Metin bloğu:
____

İzmir’in Kurtuluşu Ödemiş’te Kutlandı
İzmir’in kurtuluşunun 98. Yıldönümü nedeniyle, Ödemiş Hükümet Meydanı önünde tören düzenlendi.
Ödemiş’te CHP Ödemiş İlçe Teşkilatı, ÇYDD, ADD, Eğitim-Sen adına ortak açıklama öncesinde çelenklerin ilk önce CHP adına Ödemiş İlçe Başkanı Hamdi Halis ve ardından ÇYDD ve ADD Adına Ümran Akça Ateş ve Gürcay Işık tarafından aynı anda Atanın huzuruna konması ve ardından bir dakikalık saygı duruşu ve İstiklal Marşının okunması programda yer aldı.
Ödemiş Hükümet Meydanı önünde yapılan törende basın açıklamasını Ödemiş CHP Yönetim Kurulu Üyesi Av. Gözde Yatar yaptı.

____

Kısa görev 1: İzmir'in kurtuluşunun Ödemiş'te kutlanmasını anlatan metnin tamamını hiçbir değişiklik yapmadan birebir çoğaltın.
Metin ile kayıtlar birbirinden farklı kaynaklardan alınmıştır.

Çıkarılan kayıtlar:
____

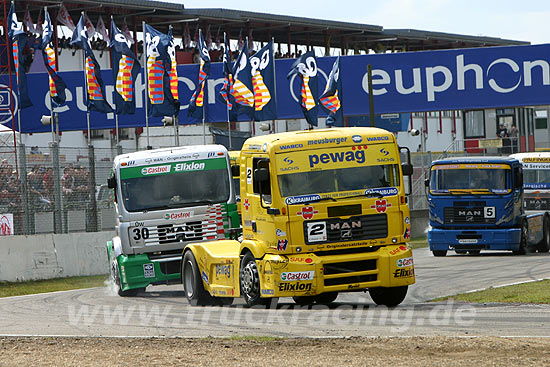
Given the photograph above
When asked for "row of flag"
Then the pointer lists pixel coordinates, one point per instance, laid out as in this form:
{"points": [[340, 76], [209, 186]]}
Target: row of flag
{"points": [[248, 89]]}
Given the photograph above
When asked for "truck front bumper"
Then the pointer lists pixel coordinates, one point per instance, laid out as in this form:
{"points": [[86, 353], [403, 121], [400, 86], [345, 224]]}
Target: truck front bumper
{"points": [[474, 239]]}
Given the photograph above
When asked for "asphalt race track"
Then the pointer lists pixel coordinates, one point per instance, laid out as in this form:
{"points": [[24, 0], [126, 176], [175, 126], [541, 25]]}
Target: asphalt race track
{"points": [[163, 310]]}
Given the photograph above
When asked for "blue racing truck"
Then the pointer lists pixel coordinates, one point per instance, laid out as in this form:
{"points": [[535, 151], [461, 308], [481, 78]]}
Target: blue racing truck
{"points": [[476, 203]]}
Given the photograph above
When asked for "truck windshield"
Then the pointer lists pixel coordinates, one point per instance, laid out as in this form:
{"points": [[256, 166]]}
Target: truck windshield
{"points": [[536, 178], [336, 180], [476, 179], [175, 190]]}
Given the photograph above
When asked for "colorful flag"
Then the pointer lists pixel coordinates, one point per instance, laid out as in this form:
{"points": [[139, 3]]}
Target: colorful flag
{"points": [[96, 88], [242, 89], [160, 100], [27, 20], [19, 40], [64, 17], [125, 71], [228, 74], [196, 103], [306, 68], [101, 29], [89, 26], [57, 85], [263, 80], [331, 99]]}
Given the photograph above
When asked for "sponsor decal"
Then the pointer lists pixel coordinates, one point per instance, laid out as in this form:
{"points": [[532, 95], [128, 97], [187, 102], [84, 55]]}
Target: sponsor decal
{"points": [[291, 146], [389, 191], [155, 170], [330, 141], [404, 262], [205, 277], [294, 287], [291, 200], [281, 245], [403, 273], [357, 156], [380, 205], [398, 250], [297, 276], [307, 212], [378, 138], [149, 270], [181, 215], [223, 270], [191, 166]]}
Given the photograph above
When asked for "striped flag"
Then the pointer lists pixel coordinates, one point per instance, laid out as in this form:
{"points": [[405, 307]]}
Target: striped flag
{"points": [[125, 71], [306, 69], [19, 40], [96, 88], [57, 85], [331, 99], [196, 103]]}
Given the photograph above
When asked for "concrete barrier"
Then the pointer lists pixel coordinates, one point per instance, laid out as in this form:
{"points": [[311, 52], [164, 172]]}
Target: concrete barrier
{"points": [[46, 256]]}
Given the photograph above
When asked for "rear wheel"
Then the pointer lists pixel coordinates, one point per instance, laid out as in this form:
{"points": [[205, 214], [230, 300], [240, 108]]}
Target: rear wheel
{"points": [[544, 244], [390, 297], [192, 282], [250, 283]]}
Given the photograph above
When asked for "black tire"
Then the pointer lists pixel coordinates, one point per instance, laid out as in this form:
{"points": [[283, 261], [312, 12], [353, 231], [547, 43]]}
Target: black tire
{"points": [[250, 283], [389, 297], [192, 282], [522, 241], [544, 244], [115, 276]]}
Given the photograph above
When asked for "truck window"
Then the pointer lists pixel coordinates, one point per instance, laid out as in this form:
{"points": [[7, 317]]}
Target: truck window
{"points": [[335, 180], [175, 190]]}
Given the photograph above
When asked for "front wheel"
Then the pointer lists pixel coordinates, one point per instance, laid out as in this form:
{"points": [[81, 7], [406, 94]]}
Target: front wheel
{"points": [[389, 297], [192, 282]]}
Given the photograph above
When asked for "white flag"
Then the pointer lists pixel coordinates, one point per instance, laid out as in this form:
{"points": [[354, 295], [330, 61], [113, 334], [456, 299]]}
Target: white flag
{"points": [[64, 17], [27, 20], [89, 26], [100, 28]]}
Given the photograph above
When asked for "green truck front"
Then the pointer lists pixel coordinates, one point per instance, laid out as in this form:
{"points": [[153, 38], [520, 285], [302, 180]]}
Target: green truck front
{"points": [[165, 199]]}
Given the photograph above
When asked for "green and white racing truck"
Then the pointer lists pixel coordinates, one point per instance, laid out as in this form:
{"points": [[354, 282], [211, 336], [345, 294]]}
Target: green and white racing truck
{"points": [[165, 199]]}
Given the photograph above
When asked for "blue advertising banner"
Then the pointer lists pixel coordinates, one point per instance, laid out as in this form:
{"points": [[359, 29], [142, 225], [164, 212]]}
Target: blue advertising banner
{"points": [[491, 77]]}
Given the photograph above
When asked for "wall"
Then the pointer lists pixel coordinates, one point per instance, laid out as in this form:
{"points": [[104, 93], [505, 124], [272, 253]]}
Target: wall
{"points": [[53, 256]]}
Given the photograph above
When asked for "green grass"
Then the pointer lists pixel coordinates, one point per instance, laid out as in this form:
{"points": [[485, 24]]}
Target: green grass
{"points": [[8, 289], [418, 242], [532, 292]]}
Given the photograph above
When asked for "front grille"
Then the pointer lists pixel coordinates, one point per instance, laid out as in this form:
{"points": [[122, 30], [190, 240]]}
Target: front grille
{"points": [[356, 228], [464, 215], [351, 280], [349, 267], [536, 204]]}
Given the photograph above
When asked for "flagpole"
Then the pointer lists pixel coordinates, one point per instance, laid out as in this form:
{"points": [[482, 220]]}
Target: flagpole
{"points": [[145, 79]]}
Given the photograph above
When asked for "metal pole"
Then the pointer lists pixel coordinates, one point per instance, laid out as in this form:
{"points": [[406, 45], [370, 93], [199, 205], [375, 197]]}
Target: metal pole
{"points": [[146, 82], [371, 97]]}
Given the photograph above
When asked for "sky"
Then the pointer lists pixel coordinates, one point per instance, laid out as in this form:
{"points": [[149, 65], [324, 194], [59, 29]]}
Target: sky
{"points": [[527, 20]]}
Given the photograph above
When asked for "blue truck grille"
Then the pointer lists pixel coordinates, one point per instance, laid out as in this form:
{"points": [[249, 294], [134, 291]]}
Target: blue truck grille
{"points": [[464, 215]]}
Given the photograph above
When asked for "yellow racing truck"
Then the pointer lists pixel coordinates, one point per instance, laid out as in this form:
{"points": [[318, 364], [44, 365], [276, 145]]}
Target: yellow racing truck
{"points": [[323, 212]]}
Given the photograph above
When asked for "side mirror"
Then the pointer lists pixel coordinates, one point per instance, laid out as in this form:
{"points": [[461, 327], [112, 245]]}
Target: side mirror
{"points": [[407, 169], [261, 175], [111, 182], [235, 171]]}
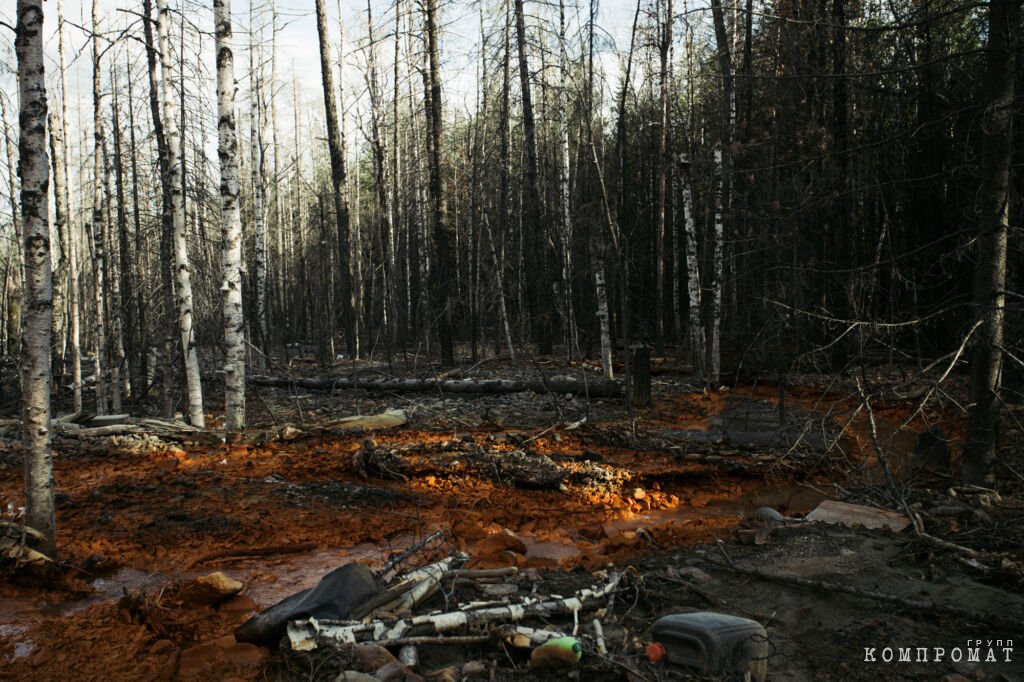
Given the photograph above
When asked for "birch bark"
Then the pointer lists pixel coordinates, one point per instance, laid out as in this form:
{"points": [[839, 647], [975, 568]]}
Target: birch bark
{"points": [[180, 248], [37, 330], [230, 222]]}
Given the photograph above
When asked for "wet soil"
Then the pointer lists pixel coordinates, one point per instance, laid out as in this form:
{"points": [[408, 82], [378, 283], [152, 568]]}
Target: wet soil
{"points": [[583, 486]]}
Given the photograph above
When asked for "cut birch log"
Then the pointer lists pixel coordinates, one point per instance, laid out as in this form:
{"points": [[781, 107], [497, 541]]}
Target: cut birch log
{"points": [[307, 635], [596, 388]]}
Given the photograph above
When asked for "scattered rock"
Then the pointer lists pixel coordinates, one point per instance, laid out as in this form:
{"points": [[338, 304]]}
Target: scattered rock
{"points": [[212, 589], [450, 674], [198, 659], [768, 515], [238, 605], [561, 653], [353, 676], [693, 573], [371, 657], [395, 672], [494, 550], [475, 670]]}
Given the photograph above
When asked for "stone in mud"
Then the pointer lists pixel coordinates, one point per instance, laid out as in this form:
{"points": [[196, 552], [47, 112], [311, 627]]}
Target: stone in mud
{"points": [[338, 594], [371, 657], [473, 670], [238, 605], [494, 550], [198, 662], [211, 589], [593, 531], [768, 515], [450, 674], [932, 450]]}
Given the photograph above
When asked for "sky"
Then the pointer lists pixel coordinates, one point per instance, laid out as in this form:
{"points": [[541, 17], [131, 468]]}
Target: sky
{"points": [[297, 49], [297, 42]]}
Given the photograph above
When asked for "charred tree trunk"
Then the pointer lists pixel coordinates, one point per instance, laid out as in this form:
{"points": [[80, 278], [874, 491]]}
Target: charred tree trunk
{"points": [[537, 266], [444, 269], [230, 224], [166, 218], [993, 218], [335, 144], [181, 267]]}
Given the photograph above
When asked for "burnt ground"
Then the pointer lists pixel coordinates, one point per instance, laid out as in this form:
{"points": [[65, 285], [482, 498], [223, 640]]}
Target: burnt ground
{"points": [[138, 516]]}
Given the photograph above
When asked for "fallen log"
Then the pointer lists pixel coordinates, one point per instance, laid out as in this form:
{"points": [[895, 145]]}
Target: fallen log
{"points": [[560, 384], [306, 635]]}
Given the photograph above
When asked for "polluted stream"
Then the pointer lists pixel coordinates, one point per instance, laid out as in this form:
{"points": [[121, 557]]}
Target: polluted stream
{"points": [[140, 521]]}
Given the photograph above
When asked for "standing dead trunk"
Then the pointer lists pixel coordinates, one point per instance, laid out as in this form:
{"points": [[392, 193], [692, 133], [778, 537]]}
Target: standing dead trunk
{"points": [[230, 221], [665, 45], [166, 219], [444, 270], [97, 225], [60, 215], [120, 275], [696, 327], [71, 241], [182, 273], [12, 293], [379, 153], [993, 218], [335, 145], [34, 175], [140, 368], [258, 174]]}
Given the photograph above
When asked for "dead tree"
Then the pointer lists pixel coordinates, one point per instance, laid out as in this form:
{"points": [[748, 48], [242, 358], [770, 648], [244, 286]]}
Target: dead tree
{"points": [[97, 225], [34, 175], [993, 219], [444, 270], [230, 224], [335, 144]]}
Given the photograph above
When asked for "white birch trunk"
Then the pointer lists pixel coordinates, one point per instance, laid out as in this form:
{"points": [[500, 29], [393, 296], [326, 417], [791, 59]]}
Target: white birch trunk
{"points": [[230, 221], [257, 172], [714, 350], [563, 184], [603, 318], [12, 291], [34, 173], [693, 275], [182, 275], [97, 226]]}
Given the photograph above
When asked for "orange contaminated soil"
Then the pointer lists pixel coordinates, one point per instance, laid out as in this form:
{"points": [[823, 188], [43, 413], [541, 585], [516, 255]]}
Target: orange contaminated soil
{"points": [[137, 524]]}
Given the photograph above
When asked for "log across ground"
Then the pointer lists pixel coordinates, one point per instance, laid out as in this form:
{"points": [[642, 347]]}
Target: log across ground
{"points": [[551, 483]]}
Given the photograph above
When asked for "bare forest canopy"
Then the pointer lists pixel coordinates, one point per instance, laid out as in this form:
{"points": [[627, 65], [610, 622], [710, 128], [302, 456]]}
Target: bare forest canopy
{"points": [[786, 185]]}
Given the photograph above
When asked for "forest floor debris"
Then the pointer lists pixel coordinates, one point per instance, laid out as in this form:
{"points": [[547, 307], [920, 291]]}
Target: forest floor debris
{"points": [[548, 495]]}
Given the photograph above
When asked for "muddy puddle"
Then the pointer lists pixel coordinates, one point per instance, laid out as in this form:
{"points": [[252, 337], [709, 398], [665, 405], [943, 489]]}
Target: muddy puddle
{"points": [[581, 499]]}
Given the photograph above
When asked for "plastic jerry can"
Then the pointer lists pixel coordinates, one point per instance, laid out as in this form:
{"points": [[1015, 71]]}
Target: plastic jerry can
{"points": [[715, 644]]}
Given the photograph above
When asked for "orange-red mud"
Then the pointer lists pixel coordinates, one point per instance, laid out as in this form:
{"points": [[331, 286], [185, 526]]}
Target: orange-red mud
{"points": [[136, 523]]}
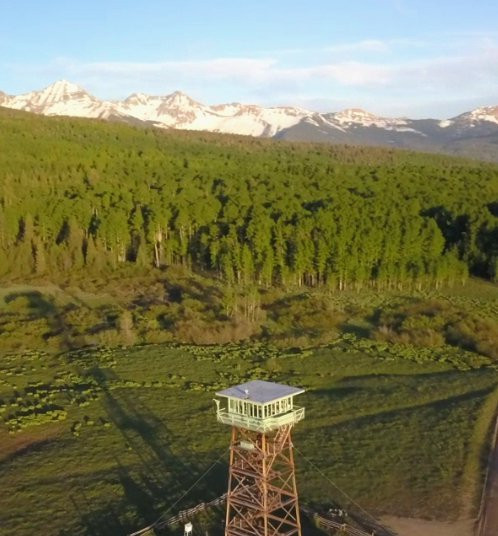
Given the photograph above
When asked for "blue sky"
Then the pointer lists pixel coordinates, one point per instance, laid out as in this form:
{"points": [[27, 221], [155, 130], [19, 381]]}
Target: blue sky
{"points": [[393, 57]]}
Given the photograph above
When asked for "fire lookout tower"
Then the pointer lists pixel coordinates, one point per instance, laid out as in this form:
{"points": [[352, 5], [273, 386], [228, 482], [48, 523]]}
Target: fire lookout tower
{"points": [[262, 495]]}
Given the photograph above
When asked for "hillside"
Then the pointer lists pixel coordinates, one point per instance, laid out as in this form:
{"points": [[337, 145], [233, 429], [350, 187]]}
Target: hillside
{"points": [[90, 196], [142, 270]]}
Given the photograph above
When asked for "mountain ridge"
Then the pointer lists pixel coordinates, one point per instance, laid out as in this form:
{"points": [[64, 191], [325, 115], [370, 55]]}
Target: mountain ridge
{"points": [[472, 133]]}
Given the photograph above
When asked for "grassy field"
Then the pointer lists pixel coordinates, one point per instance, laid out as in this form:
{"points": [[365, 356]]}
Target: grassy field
{"points": [[103, 441]]}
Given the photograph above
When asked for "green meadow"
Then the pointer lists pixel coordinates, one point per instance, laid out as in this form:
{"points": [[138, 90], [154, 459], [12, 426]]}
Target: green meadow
{"points": [[104, 441]]}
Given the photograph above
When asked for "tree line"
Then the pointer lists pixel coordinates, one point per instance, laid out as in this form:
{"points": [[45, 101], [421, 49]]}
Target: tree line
{"points": [[88, 197]]}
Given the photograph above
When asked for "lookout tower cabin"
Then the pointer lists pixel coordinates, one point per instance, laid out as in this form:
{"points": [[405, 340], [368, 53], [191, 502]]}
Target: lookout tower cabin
{"points": [[262, 494], [259, 406]]}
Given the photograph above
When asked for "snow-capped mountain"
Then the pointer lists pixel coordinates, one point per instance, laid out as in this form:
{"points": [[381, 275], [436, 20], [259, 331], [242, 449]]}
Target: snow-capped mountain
{"points": [[347, 126], [61, 98]]}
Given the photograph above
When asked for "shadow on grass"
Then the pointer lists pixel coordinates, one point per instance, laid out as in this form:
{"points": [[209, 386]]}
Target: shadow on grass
{"points": [[154, 486]]}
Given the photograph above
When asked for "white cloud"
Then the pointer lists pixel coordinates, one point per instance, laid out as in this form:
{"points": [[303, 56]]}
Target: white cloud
{"points": [[367, 45], [467, 72]]}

____

Kısa görev 2: Kayıtlardan "birch" kelimesini içeren her satırı ayıklayıp yazın.

Tamamlanmış cevap 1:
İzmir’in Kurtuluşu Ödemiş’te Kutlandı
İzmir’in kurtuluşunun 98. Yıldönümü nedeniyle, Ödemiş Hükümet Meydanı önünde tören düzenlendi.
Ödemiş’te CHP Ödemiş İlçe Teşkilatı, ÇYDD, ADD, Eğitim-Sen adına ortak açıklama öncesinde çelenklerin ilk önce CHP adına Ödemiş İlçe Başkanı Hamdi Halis ve ardından ÇYDD ve ADD Adına Ümran Akça Ateş ve Gürcay Işık tarafından aynı anda Atanın huzuruna konması ve ardından bir dakikalık saygı duruşu ve İstiklal Marşının okunması programda yer aldı.
Ödemiş Hükümet Meydanı önünde yapılan törende basın açıklamasını Ödemiş CHP Yönetim Kurulu Üyesi Av. Gözde Yatar yaptı.

Tamamlanmış cevap 2:
When asked for "birch bark"
Target: birch bark
When asked for "cut birch log"
Target: cut birch log
When asked for "white birch trunk"
Target: white birch trunk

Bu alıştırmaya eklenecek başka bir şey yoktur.